╭─ PAGE EXTRACT

GuideGunnar will show you a movie or two about the Northern Lights while he’s driving you in his bus. Soak it all in, including the fascinating science behind them and the strange beliefs and superstitions that people had about the lights in days gone by.
For Northern Lights photography, you’ll need a DSLR or mirrorless camera. A mobile phone won’t cut it, no matter how good it is, as you need long exposures (some of mine were 30 seconds long). Guide Gunnar will provide the tripod so you don’t need to carry one. Follow his guidance on taking Aurora photos as he’s an expert on it.
The Northern lights danced above our heads, cascading across the clear autumn sky in an explosion of green and purple.
As they raced in an arc across the heavens, the lights waxed and waned, and I gave up trying to use a tripod in my effort to catch something of them before they completely vanished.
The amazing performance lasted about 30 minutes before it faded to a few lights glimmering on the horizon. It was our third and last night at Lyngen North and the most spectacular one by far.
We had journeyed to Norway from India in early September 2018 – a bit too early to see the Northern Lights, some would say – and we’d travelled around 200 kilometres north from Tromsø to enjoy the Aurora borealis from the unique vantage point of a glass igloo.
Ola Berg, whose family has lived for three generations at Lyngen North, picked us up from Tromsø in his Tesla Model X, and drove us to Spåkenesveien in Rotsund, where he settled us into our glass igloo at the shore of the Lyngenfjord.
Contrary to my expectations (early September isn’t the optimum season for Northern Lights), we saw the lights on 4 out of our 6 nights in Norway, despite the long days and short nights of autumn.
On our first night at Lyngen North, the sky was clear and we saw them dance above our heads from our little wooden bench on the shore of the Lyngen fjord.
We were thrilled when we saw a shooting star streak past the lights and I managed to catch it on camera.
The second morning, we awoke to a thick fog that enveloped our glass igloo in its wet embrace, leaving droplets of condensation inside my camera lens and concealing the peaks of the Lyngen Alps across the fjord.

╰─
╭─ SUPPLIED ENTRIES

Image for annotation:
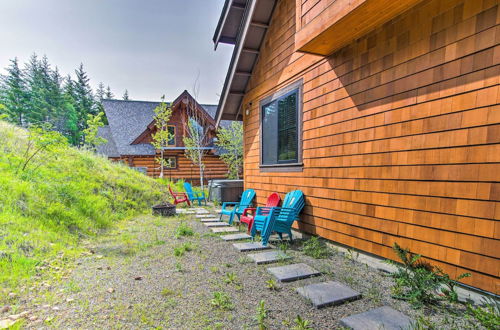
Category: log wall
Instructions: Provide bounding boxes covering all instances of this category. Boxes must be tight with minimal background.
[114,151,228,184]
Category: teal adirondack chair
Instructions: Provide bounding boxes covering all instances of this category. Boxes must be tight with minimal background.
[220,189,255,225]
[251,190,305,246]
[184,182,207,206]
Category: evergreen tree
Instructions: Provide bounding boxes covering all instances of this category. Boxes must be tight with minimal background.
[24,54,47,124]
[106,86,115,100]
[63,75,81,145]
[74,64,96,135]
[0,58,27,126]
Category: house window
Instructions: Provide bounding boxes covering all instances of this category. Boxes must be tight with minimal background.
[132,166,148,174]
[168,125,175,146]
[261,80,301,167]
[164,156,177,169]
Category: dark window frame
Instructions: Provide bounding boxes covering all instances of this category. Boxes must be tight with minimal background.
[167,124,177,147]
[163,155,179,170]
[259,79,303,172]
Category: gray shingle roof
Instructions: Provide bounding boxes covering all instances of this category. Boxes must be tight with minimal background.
[98,100,224,157]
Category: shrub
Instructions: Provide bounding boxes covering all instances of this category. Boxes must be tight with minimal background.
[0,121,165,294]
[175,222,194,238]
[392,243,470,307]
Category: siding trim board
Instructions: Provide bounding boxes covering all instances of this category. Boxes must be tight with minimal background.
[215,0,500,294]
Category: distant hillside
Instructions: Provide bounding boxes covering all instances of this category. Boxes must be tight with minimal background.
[0,121,164,292]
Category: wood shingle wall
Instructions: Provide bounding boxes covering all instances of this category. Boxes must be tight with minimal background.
[243,0,500,293]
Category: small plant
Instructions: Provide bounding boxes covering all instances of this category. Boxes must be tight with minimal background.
[345,249,359,261]
[161,288,175,297]
[293,315,312,330]
[266,278,280,291]
[210,291,234,311]
[175,222,194,238]
[390,243,470,307]
[408,315,437,330]
[255,300,267,330]
[238,256,252,265]
[224,273,238,284]
[303,237,331,259]
[436,267,472,302]
[278,242,290,253]
[467,298,500,329]
[174,242,193,257]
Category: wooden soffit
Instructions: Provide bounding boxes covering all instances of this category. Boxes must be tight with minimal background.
[295,0,422,56]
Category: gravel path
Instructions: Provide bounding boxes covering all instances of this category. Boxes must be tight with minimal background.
[9,210,473,329]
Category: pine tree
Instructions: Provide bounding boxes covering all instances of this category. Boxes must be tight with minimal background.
[0,58,27,126]
[24,54,48,125]
[95,82,106,102]
[106,86,115,100]
[63,75,81,145]
[74,64,96,137]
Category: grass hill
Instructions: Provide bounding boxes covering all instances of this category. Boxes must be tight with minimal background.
[0,121,165,296]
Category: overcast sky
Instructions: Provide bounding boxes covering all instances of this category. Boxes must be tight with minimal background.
[0,0,232,103]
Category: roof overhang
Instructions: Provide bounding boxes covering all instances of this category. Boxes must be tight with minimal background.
[214,0,276,125]
[131,90,217,144]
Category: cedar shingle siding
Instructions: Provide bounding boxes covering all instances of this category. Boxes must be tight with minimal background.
[237,0,500,294]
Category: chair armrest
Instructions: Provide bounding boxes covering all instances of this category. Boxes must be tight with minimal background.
[221,202,239,210]
[255,206,272,215]
[242,207,257,217]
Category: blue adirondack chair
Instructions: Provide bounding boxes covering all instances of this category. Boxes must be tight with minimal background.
[220,189,255,225]
[251,190,305,246]
[184,182,207,206]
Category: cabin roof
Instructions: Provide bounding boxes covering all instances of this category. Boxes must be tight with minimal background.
[213,0,276,124]
[97,92,227,157]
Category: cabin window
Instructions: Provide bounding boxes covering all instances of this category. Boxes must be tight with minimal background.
[164,156,177,169]
[168,125,175,146]
[261,79,301,167]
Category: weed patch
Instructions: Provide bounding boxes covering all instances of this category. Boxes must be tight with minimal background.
[302,236,331,259]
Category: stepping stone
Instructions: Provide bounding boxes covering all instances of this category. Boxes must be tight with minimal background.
[220,233,252,241]
[248,251,291,265]
[210,227,239,233]
[200,218,221,222]
[233,242,271,252]
[297,281,361,308]
[203,221,229,227]
[340,306,413,330]
[267,263,321,282]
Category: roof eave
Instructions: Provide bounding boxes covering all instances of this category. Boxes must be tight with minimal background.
[215,0,276,126]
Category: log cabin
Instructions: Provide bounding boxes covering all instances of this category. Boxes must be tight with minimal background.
[214,0,500,294]
[97,91,230,184]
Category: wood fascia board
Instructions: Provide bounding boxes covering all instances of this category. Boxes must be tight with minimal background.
[295,0,422,56]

╰─

THE EXERCISE:
Please pull out the part of the Northern Lights text that begins at the words "GuideGunnar will show" and stops after "green and purple.", copying it unchanged.

EXERCISE RESULT:
GuideGunnar will show you a movie or two about the Northern Lights while he’s driving you in his bus. Soak it all in, including the fascinating science behind them and the strange beliefs and superstitions that people had about the lights in days gone by.
For Northern Lights photography, you’ll need a DSLR or mirrorless camera. A mobile phone won’t cut it, no matter how good it is, as you need long exposures (some of mine were 30 seconds long). Guide Gunnar will provide the tripod so you don’t need to carry one. Follow his guidance on taking Aurora photos as he’s an expert on it.
The Northern lights danced above our heads, cascading across the clear autumn sky in an explosion of green and purple.